Items listed in a dataset
----

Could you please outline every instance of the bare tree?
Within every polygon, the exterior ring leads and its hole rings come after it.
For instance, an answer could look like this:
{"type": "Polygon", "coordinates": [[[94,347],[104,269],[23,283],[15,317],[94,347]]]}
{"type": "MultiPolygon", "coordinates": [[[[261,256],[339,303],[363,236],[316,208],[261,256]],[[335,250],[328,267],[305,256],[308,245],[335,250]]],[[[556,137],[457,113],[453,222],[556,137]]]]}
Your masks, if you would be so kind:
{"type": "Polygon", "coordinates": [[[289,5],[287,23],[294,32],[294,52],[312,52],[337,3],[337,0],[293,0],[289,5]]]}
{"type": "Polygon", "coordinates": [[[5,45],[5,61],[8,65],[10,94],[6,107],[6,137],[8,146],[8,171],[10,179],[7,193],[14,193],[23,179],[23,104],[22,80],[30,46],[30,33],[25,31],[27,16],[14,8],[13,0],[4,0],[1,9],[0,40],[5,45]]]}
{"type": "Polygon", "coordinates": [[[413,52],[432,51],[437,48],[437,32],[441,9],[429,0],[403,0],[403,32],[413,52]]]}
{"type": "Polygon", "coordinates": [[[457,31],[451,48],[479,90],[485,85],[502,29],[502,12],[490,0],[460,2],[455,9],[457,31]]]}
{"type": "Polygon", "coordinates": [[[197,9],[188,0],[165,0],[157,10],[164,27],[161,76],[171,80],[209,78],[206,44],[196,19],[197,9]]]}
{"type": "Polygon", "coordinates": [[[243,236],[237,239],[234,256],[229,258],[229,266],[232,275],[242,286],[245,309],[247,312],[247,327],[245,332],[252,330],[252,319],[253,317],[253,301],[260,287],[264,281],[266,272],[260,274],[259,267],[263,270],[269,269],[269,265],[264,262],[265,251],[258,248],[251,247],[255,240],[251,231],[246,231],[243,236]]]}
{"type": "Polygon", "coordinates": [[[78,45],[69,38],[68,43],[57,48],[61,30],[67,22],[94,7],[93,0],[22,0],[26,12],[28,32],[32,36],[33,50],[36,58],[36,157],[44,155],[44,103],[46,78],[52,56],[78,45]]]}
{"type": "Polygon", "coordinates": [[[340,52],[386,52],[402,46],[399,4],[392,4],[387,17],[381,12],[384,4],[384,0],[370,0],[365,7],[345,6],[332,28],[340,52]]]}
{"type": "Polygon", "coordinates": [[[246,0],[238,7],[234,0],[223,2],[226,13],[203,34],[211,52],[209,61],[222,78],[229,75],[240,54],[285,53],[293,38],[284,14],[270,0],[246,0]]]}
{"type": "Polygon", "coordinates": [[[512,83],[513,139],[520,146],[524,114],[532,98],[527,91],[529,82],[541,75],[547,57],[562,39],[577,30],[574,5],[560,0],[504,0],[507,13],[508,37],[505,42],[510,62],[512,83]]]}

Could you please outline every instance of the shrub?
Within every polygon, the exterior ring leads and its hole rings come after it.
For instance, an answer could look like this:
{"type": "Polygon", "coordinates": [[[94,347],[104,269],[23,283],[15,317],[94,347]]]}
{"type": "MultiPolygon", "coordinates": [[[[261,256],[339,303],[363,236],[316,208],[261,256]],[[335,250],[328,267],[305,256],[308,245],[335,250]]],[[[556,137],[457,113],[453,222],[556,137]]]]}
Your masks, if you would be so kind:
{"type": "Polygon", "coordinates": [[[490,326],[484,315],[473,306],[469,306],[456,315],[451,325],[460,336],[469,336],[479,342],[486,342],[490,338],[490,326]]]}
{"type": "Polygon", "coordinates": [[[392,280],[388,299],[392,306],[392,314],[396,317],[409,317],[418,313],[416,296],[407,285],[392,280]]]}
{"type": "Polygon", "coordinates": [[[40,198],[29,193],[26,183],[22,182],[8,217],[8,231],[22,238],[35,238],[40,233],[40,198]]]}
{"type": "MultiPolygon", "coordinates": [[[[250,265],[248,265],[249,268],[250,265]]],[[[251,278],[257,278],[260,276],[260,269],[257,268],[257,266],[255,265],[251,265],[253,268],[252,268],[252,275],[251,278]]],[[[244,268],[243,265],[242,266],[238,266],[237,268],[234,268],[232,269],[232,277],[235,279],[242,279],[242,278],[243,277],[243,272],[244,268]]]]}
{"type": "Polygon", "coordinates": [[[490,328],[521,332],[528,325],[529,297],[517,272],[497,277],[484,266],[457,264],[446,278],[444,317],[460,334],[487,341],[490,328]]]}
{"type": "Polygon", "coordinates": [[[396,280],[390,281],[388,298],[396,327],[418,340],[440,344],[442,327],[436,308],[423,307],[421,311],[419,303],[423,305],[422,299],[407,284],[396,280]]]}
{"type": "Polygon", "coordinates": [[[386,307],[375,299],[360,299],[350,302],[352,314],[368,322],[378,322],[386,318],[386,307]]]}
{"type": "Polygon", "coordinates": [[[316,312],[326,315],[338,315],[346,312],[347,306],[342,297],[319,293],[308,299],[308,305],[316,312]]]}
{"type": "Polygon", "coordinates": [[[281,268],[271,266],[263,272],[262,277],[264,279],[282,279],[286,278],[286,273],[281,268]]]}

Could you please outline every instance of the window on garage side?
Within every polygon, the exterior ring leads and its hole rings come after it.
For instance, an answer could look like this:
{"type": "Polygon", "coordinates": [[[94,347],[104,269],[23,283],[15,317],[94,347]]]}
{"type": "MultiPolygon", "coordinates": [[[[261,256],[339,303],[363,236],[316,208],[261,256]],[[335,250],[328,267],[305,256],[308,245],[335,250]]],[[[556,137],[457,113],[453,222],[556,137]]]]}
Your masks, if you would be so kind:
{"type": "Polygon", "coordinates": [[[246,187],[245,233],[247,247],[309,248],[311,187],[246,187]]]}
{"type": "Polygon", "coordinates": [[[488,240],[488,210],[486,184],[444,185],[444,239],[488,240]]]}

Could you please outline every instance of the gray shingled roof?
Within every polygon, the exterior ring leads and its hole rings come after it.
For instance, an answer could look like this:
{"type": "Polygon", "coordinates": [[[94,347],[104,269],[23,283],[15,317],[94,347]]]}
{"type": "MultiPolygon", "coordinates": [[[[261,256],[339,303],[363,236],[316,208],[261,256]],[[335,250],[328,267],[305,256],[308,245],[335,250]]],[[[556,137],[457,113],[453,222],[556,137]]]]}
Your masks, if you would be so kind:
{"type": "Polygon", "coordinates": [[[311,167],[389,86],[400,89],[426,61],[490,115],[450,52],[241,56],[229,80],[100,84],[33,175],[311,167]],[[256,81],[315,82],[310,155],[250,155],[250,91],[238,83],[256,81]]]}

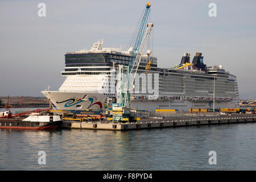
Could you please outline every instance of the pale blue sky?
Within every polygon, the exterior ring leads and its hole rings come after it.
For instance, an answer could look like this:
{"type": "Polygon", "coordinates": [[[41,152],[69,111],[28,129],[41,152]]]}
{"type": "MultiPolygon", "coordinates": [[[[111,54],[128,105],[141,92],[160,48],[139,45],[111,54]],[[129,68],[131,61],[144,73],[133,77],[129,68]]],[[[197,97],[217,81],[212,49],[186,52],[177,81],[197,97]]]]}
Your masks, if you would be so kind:
{"type": "MultiPolygon", "coordinates": [[[[203,53],[204,63],[237,76],[240,93],[256,91],[256,1],[150,1],[154,55],[161,68],[184,52],[203,53]],[[208,5],[217,5],[217,17],[208,5]]],[[[0,96],[42,96],[64,80],[64,54],[104,38],[124,49],[146,1],[0,1],[0,96]],[[46,17],[38,5],[46,4],[46,17]]]]}

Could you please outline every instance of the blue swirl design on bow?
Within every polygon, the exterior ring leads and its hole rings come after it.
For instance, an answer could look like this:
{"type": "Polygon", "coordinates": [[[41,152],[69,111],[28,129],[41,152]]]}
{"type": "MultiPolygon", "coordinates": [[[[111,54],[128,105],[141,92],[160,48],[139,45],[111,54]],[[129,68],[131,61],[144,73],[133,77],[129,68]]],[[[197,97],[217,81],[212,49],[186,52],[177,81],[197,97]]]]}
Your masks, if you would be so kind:
{"type": "Polygon", "coordinates": [[[81,99],[77,100],[77,99],[75,99],[75,98],[71,98],[71,99],[68,99],[67,100],[61,101],[61,102],[57,101],[57,102],[56,102],[56,103],[61,104],[61,103],[63,103],[65,102],[67,102],[65,104],[64,106],[65,107],[68,107],[72,106],[79,103],[84,102],[84,101],[82,101],[81,99]]]}

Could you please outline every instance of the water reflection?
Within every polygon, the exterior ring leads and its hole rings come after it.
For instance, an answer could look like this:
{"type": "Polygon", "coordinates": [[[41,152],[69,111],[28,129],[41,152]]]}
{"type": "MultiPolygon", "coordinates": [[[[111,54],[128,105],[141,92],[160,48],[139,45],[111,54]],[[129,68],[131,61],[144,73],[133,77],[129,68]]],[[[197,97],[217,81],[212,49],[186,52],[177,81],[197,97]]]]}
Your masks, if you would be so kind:
{"type": "Polygon", "coordinates": [[[0,130],[0,169],[255,169],[254,123],[127,131],[0,130]],[[46,165],[38,164],[46,151],[46,165]],[[217,154],[209,165],[208,152],[217,154]]]}

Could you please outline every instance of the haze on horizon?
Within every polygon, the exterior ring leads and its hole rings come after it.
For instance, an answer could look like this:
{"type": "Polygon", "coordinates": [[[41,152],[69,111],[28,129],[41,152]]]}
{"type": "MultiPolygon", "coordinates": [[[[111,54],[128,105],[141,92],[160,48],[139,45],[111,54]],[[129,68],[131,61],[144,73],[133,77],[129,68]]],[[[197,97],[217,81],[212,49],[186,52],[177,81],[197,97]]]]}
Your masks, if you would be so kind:
{"type": "MultiPolygon", "coordinates": [[[[208,66],[236,75],[240,93],[256,92],[256,1],[150,1],[153,56],[158,67],[178,64],[184,52],[203,53],[208,66]],[[208,15],[210,3],[217,17],[208,15]]],[[[0,96],[43,96],[65,77],[66,52],[104,38],[104,47],[127,47],[147,1],[0,2],[0,96]],[[38,5],[46,5],[46,17],[38,5]]]]}

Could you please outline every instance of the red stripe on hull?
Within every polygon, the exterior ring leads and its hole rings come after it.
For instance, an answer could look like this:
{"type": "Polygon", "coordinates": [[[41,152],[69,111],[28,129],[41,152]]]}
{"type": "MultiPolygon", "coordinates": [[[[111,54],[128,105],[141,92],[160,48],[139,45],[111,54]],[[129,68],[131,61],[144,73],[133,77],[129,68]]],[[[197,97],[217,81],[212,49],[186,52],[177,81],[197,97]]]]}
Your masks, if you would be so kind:
{"type": "Polygon", "coordinates": [[[59,125],[51,125],[41,127],[26,127],[26,126],[0,126],[0,129],[20,129],[20,130],[54,130],[59,127],[59,125]]]}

----

▶ WORK TO DO:
Starting at the line that contains "Could you please outline every instance of the red", repeat each line exactly through the last one in the listing. Include both of those lines and nothing more.

▶ OUTPUT OF THE TASK:
Could you please outline every instance of the red stripe on hull?
Within every polygon, the exterior ring leads and its hole rings come after it.
For instance, an answer could look like this:
{"type": "Polygon", "coordinates": [[[41,152],[69,111],[28,129],[41,152]]]}
{"type": "MultiPolygon", "coordinates": [[[[111,54],[128,105],[141,92],[160,48],[139,45],[111,54]],[[129,68],[131,61],[144,73],[133,77],[129,68]]],[[[197,97],[217,81],[212,49],[186,52],[177,81],[197,97]]]]}
Your masks, if you would be so kind:
{"type": "Polygon", "coordinates": [[[59,125],[51,125],[41,127],[26,127],[26,126],[0,126],[0,129],[20,129],[20,130],[54,130],[59,127],[59,125]]]}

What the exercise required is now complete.